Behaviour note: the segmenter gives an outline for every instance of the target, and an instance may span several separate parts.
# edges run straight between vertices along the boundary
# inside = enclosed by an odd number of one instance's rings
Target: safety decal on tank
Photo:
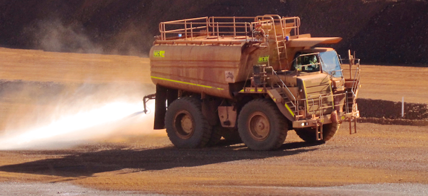
[[[263,63],[264,62],[268,62],[269,61],[269,55],[264,56],[259,56],[259,60],[257,61],[259,63]]]
[[[234,72],[232,71],[224,71],[224,78],[226,82],[229,83],[235,82],[235,74],[234,74]]]
[[[164,57],[165,50],[154,50],[153,51],[153,57]]]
☆ ☆ ☆ ☆
**YOUR OBJECTIVE:**
Rewrite these lines, substituting "warning sticker" for "safety decal" and keeping everything else the same. Leave the pictures out.

**SOLUTION TO THIS PROBLEM:**
Behaviour note: the segmenter gives an outline for every instance of the target, and an instance may span several separate parts.
# edges run straight between vertices along the boundary
# inside = enclosed by an odd number of one instance's rings
Target: warning sticker on tank
Photo:
[[[263,63],[264,62],[268,62],[269,61],[269,55],[264,56],[259,56],[259,60],[257,61],[259,63]]]
[[[234,72],[232,71],[224,71],[224,78],[226,82],[229,83],[235,82],[235,74],[234,74]]]
[[[164,57],[165,50],[154,50],[153,51],[153,57]]]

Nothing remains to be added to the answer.